- _WHAT YOU ARE ASKED TO DO_
In the entries that follow, the line with "Target: white face mask on man" opens the range and the line with "Target: man's hand on keyboard" closes it; repeat that range exactly, both lines included.

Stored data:
********
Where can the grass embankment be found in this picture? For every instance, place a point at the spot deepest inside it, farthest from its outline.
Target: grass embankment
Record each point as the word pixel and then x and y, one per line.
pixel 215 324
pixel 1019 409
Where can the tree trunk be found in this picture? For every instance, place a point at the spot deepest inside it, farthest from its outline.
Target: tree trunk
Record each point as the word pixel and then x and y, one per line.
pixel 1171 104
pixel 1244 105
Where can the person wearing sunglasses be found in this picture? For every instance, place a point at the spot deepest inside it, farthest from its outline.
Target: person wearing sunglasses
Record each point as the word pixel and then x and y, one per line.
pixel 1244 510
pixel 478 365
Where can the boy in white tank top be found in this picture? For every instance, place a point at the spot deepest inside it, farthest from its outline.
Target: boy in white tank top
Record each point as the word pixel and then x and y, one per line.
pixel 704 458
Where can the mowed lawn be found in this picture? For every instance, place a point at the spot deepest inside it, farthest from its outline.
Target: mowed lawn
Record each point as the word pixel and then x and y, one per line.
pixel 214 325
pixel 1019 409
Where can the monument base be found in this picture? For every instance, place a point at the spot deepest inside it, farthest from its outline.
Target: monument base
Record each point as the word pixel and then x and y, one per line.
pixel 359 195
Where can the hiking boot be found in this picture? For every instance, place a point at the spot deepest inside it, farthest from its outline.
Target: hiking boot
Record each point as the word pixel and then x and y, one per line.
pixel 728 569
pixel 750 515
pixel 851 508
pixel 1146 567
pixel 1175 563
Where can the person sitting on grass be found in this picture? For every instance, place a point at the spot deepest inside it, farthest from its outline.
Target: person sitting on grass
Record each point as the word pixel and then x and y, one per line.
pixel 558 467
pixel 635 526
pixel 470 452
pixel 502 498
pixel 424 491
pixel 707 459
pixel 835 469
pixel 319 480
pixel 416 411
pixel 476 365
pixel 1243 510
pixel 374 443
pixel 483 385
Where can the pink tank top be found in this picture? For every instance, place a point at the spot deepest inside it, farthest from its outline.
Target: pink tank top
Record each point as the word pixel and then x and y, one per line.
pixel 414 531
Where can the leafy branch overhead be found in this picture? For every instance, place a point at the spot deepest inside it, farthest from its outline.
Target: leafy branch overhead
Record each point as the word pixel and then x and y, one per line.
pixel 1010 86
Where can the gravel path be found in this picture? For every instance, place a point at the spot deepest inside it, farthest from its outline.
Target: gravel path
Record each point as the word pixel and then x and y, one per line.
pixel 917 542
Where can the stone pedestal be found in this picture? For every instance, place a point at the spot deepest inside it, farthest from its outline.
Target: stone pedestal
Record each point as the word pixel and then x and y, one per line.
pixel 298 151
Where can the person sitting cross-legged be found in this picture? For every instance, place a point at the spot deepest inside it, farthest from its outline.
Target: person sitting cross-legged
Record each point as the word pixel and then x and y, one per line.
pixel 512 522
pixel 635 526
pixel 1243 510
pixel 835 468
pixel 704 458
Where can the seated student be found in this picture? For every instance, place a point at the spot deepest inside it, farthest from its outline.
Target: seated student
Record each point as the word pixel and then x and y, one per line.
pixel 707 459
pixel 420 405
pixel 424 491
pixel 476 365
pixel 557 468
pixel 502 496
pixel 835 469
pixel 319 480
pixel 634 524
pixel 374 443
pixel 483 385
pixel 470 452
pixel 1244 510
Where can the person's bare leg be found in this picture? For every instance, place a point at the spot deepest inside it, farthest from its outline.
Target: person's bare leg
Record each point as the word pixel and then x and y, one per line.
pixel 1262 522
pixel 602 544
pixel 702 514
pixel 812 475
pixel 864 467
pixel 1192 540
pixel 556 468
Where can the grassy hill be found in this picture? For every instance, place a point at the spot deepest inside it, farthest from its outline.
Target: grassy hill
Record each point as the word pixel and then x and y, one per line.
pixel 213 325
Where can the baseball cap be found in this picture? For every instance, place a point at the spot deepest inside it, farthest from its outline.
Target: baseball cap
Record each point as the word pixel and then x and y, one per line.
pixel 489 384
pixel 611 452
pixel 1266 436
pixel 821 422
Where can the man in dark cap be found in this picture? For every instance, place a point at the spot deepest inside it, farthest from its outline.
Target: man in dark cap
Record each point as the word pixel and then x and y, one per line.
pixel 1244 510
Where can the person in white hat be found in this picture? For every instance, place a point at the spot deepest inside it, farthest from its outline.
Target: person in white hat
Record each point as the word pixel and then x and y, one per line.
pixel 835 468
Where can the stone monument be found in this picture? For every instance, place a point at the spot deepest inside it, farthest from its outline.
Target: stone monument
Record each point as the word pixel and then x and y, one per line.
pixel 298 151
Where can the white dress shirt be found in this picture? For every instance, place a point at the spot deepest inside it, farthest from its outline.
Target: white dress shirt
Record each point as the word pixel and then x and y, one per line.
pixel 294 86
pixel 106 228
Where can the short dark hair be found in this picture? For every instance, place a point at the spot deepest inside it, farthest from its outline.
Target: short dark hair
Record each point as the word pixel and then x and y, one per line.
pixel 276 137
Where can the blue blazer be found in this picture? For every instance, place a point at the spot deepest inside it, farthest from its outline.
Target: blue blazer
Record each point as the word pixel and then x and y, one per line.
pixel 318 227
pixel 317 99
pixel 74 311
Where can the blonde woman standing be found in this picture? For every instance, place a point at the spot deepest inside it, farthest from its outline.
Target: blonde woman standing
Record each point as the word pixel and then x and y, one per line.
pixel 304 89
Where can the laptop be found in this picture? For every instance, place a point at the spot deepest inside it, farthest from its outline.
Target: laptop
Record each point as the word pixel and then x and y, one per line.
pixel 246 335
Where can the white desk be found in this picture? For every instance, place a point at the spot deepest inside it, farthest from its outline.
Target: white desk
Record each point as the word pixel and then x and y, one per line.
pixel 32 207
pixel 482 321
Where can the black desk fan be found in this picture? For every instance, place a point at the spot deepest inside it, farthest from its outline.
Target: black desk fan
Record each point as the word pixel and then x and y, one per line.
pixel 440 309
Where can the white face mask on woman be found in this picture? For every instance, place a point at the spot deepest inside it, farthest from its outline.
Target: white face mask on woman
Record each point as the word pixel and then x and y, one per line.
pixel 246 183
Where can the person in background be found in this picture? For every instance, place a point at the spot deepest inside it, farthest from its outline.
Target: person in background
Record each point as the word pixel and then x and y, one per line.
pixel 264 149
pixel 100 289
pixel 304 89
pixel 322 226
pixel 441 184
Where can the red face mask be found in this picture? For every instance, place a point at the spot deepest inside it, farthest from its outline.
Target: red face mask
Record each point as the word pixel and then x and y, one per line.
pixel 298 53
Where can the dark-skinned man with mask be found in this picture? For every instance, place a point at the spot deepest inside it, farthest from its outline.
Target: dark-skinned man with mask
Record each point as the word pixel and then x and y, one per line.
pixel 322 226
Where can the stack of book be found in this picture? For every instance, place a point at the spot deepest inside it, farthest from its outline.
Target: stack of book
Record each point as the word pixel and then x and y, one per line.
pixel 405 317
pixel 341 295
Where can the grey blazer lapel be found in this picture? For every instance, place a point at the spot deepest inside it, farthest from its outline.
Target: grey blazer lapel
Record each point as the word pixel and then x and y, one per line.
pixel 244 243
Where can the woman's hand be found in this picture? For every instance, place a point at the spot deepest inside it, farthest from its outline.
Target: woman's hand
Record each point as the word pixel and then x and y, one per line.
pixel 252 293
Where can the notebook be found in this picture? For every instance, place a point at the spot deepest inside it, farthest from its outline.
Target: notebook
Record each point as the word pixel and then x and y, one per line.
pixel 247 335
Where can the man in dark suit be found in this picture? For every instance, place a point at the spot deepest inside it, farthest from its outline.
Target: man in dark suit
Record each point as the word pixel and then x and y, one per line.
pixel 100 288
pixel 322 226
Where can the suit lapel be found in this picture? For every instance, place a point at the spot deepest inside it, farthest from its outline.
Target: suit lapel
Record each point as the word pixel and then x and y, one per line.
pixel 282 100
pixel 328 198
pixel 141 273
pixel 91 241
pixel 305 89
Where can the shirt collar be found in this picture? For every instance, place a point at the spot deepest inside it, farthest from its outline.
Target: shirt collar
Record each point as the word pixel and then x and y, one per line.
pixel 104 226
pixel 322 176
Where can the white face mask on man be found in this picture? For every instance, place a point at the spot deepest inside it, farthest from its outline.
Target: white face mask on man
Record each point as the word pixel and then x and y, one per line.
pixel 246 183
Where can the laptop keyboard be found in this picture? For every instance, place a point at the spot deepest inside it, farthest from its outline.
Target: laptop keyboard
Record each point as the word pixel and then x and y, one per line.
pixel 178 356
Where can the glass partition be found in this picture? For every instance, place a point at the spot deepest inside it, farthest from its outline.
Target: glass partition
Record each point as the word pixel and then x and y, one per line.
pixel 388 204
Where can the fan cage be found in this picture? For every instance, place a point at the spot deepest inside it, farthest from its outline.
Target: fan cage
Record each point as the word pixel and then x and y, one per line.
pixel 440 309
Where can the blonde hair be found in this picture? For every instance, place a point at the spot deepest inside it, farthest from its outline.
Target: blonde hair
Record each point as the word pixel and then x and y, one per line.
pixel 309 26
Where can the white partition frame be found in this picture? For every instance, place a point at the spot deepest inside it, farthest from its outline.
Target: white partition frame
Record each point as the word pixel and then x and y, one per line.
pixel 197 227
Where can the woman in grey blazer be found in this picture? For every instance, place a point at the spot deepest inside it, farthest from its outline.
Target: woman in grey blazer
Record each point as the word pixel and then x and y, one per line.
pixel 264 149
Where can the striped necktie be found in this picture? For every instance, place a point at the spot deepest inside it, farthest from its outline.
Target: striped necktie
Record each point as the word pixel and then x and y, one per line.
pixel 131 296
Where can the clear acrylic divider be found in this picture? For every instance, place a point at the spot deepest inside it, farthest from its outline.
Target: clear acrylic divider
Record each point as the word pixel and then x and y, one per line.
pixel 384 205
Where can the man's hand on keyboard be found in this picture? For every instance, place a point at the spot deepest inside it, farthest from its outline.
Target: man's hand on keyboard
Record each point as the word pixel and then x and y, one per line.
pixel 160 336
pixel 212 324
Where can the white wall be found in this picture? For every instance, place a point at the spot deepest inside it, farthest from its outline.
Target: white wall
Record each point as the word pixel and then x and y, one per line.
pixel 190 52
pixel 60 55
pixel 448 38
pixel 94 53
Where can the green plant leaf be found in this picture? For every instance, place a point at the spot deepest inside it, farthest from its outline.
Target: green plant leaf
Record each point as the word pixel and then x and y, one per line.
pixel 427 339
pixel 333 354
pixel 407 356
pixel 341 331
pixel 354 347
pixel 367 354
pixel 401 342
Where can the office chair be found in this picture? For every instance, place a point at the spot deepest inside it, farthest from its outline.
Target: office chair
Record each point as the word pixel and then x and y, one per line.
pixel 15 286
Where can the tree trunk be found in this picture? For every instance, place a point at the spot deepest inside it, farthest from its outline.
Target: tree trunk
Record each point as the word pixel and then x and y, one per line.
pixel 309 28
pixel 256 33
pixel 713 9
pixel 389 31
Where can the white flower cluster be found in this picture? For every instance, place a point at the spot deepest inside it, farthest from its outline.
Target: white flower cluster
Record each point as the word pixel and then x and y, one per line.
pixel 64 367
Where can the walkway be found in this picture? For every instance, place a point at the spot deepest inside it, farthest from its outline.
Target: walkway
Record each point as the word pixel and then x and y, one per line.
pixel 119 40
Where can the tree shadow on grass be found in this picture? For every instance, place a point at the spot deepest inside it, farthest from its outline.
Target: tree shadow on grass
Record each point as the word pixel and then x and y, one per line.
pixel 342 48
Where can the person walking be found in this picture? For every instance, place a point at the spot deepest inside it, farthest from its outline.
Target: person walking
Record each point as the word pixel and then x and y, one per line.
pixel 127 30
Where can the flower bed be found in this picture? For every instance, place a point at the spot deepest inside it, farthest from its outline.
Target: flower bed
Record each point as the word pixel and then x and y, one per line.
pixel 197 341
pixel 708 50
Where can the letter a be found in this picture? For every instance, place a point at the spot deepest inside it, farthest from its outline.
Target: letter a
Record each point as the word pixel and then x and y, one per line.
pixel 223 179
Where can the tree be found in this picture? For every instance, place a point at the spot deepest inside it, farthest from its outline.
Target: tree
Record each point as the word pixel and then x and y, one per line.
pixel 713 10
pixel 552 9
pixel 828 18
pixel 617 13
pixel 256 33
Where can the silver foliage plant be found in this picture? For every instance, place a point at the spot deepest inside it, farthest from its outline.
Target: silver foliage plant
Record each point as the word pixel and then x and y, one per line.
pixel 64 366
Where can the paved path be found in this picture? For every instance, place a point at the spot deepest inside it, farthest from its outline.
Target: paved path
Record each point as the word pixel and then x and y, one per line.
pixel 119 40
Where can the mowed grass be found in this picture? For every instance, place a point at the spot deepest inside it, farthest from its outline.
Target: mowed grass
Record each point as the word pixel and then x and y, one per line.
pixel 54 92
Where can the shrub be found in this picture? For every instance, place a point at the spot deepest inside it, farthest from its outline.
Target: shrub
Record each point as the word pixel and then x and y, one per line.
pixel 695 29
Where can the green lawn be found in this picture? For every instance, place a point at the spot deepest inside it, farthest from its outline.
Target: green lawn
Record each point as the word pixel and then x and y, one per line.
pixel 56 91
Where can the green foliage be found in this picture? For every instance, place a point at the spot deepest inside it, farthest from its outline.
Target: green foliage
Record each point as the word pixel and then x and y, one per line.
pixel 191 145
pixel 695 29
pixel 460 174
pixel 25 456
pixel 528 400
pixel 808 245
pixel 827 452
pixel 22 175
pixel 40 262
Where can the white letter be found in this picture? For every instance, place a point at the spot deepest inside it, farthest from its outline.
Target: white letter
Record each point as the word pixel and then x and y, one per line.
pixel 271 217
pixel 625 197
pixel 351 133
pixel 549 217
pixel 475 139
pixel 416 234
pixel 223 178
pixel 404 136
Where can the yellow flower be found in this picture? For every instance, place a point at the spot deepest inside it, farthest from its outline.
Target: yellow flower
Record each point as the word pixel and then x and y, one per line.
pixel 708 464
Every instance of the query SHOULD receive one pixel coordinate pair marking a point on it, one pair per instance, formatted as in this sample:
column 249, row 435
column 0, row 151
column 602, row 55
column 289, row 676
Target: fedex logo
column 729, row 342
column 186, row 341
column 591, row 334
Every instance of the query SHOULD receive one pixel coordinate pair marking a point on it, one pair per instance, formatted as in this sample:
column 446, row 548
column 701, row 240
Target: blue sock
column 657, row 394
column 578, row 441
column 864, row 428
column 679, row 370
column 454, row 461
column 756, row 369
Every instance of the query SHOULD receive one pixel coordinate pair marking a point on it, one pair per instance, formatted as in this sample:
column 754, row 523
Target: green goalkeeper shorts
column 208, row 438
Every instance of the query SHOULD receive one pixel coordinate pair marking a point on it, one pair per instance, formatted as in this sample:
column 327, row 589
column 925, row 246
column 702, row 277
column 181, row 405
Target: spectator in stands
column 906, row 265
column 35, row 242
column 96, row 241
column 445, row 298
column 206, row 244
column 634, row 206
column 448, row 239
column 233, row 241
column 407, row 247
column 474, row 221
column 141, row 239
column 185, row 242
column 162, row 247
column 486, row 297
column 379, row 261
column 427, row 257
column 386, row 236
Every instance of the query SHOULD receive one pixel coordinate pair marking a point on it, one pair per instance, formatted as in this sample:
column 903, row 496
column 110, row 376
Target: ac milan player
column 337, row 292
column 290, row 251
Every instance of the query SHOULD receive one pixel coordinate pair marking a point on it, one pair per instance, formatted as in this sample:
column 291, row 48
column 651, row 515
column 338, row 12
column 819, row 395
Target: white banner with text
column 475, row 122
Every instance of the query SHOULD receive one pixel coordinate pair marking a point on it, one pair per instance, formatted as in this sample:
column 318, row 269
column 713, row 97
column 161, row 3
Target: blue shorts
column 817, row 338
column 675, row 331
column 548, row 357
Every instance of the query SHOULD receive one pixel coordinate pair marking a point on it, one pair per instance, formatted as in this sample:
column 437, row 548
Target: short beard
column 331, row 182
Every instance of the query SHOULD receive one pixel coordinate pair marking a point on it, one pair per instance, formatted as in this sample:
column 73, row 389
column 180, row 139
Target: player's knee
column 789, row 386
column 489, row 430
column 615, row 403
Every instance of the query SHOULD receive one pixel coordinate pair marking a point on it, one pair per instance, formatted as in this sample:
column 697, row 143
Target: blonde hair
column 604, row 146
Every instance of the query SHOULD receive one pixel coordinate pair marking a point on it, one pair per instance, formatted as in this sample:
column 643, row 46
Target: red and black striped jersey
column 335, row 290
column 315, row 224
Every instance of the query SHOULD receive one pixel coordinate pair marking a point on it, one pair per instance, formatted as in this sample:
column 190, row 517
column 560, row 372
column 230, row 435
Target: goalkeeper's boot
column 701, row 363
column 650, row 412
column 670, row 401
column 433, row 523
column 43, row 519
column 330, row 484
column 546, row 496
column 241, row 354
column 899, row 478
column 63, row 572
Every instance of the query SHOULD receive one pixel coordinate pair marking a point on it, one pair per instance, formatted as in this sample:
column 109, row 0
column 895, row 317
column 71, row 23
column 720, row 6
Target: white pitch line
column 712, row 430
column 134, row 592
********
- _ANSWER FOR THE TASK_
Target: white face mask on man
Record each point as the word pixel and then x and y, one per line.
pixel 246 183
Where can the laptop keyboard be found in this picture? For every instance, place a point at the spot deepest inside it, farthest from its outline.
Target: laptop keyboard
Record each point as the word pixel and then x and y, one per line.
pixel 178 356
Where can the glass partition be found in this picture? For every instance, place a point at the spot deepest inside it, farthest from its outline.
Target: glass partition
Record each point as the word pixel and then x and y, one per line.
pixel 388 204
Where can the fan cage be found in this picture? For every instance, place a point at the spot deepest inside it, farthest from its outline.
Target: fan cage
Record each point as the word pixel and then x and y, one per line.
pixel 440 309
Where can the blonde hair be found in this picture? For every instance, place a point at the spot deepest inside it, farthest from its outline.
Target: blonde hair
Record each point as the word pixel and then x and y, one per line.
pixel 309 26
Where can the white partition frame be found in this picture? For every instance, place a point at the spot deepest inside it, farthest from its outline.
Target: white partition frame
Record each point as the word pixel and then x and y, one per line.
pixel 197 227
Where can the woman in grey blazer be found in this picture? For every instance, place a point at the spot deepest inside it, farthest from its outline.
Target: woman in grey blazer
Record each point as the word pixel and then x and y, one per line.
pixel 264 149
Where can the striped necktie be found in this picture? For every instance, place a point at the spot deepest inside it, farthest from its outline.
Target: striped necktie
Record each point as the word pixel and then x and y, one per line.
pixel 131 296
Where can the clear acrylic divider be found in this picture? For every instance, place a point at the spot deepest inside it, farthest from its outline.
Target: clear acrylic divider
Record each point as the word pixel and then x and y, one per line.
pixel 384 205
Where can the man's hand on keyboard be found in this picture? For every instance, place a point at the spot deepest inside it, farthest from its outline.
Target: man's hand on keyboard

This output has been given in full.